Istruzioni:
1) Nel brano sulla crisi dell'eurozona, spiega perché il miglior indicatore dei paesi colpiti non erano i disavanzi di bilancio. Rispondi in una, due o tre frasi.
2) Elenca tutti i paesi nominati nel brano sulla crisi dell'eurozona.
3) Riprendi il brano sulla crisi dell'eurozona e proseguilo a partire dalla sua ultima frase.

Brano proposto:
+--
Fondamentalmente, gli arresti  improvvisi possono verificarsi anche quando un paese sta seguendo tutte le giuste politiche macroeconomiche. Le crisi finanziarie Asiatiche e del Messico degli anni ‘90 ne sono validi esempi. Nel caso della zona euro, l'arresto improvviso dei flussi di capitali nel 2009 ha colpito indistintamente tutti i paesi periferici, a prescindere da come avevano gestito le loro finanze. Spagna e Irlanda, per esempio, negli anni del boom sono stati più fiscalmente responsabili di Francia o Germania, ma questo non è stato sufficiente a renderli immuni dall’arresto improvviso della  Bonanza del flusso di capitali. Quindi, anche se la Grecia e il Portogallo (che avevano deficit di bilancio di grandi dimensioni) fossero stati dei campioni di prudenza fiscale, è molto probabile che sarebbero stati ugualmente  colpiti dalla brusca frenata. Ecco perché il miglior indicatore di quali sarebbero stati i paesi colpiti da questa crisi non erano i disavanzi di bilancio, ma piuttosto la dimensione dei flussi di capitali che stavano ricevendo.



E allora cos’è che ha attivato la brusca frenata, se non è stato un comportamento irresponsabile da parte dei paesi periferici? Le turbolenze finanziarie del 2008 e la conseguente profonda recessione nel 2009 sono probabilmente una spiegazione sufficiente. Questo non vuol dire che i paesi periferici hanno fatto tutto alla perfezione; la Grecia e il Portogallo avrebbero dovuto ridurre di più i deficit di bilancio quando ne avevano la possibilità, durante gli anni buoni (anche se potremmo dire la stessa cosa per gli Stati Uniti), e certamente non è stato d’aiuto il fatto che il governo Greco sia stato beccato a truccare le statistiche ufficiali.

Ma noi sappiamo che una delle caratteristiche principali della crisi finanziaria mondiale che ha colpito nel 2008 è stata che a un tratto gli investitori non avevano più alcun interesse in nessun asset,  se non in quelli considerati più sicuri. Così, quando si è trattato di investimenti nella periferia dell‘eurozona, hanno deciso che era tempo di incassare le loro chips. Aggiungeteci la conseguente recessione, che ha portato all’esplosione dei deficit di bilancio nella periferia – insieme a tutto il resto - e quei paesi probabilmente non hanno avuto chance, per  quanto responsabilmente abbiano gestito le loro finanze.
+--
Contenuto dei dati:
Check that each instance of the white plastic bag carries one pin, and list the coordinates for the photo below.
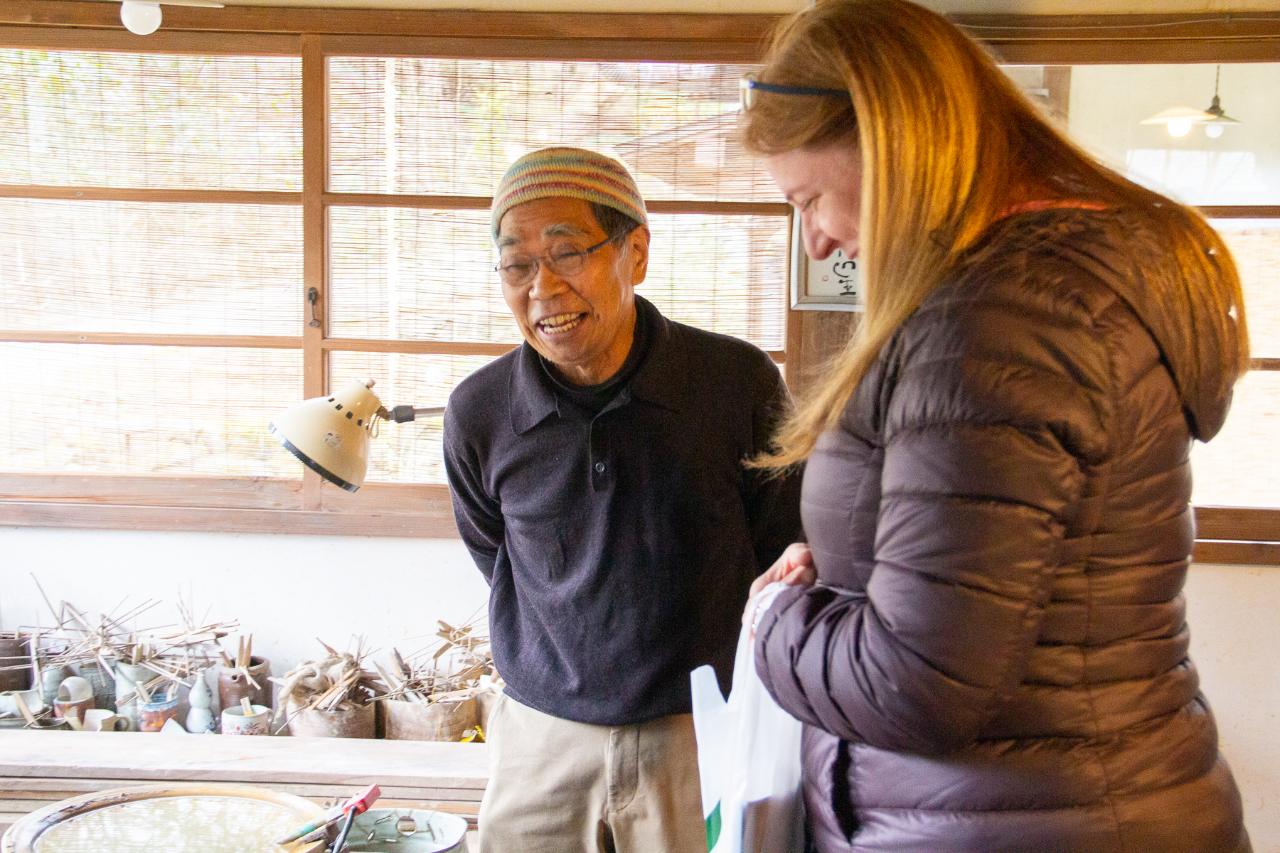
+--
Risposte per compito:
1) L'arresto improvviso dei flussi di capitali nel 2009 ha colpito tutti i paesi periferici, a prescindere da come avevano gestito le loro finanze. Spagna e Irlanda, pur essendo state più responsabili sul piano fiscale di Francia e Germania negli anni del boom, non ne sono state immuni. Per questo l'indicatore migliore era la dimensione dei flussi di capitali che quei paesi stavano ricevendo.

2) Messico, Spagna, Irlanda, Francia, Germania, Grecia, Portogallo, Stati Uniti

3)
QUESTO SIGNIFICA che la creazione stessa della moneta unica ha gettato le basi per questa crisi, e non il comportamento dei paesi periferici.  Anche se questi paesi non hanno necessariamente fatto tutto bene, stavano giocando con un mazzo truccato. Ma se la spiegazione semplice di questa crisi -  cioè, che sia stata  causata dal comportamento irresponsabile dei paesi periferici – non è la risposta giusta, allora dobbiamo riconsiderare il modo in cui la crisi è stata gestita.

Tanto per cominciare, se la crisi è il risultato di forze inesorabili che sfuggono al controllo dei paesi periferici, non è opportuno puntare il dito o punire quei paesi con la medicina amara di un’assistenza insufficiente. Questa crisi non deve essere trasformata in una storiella morale.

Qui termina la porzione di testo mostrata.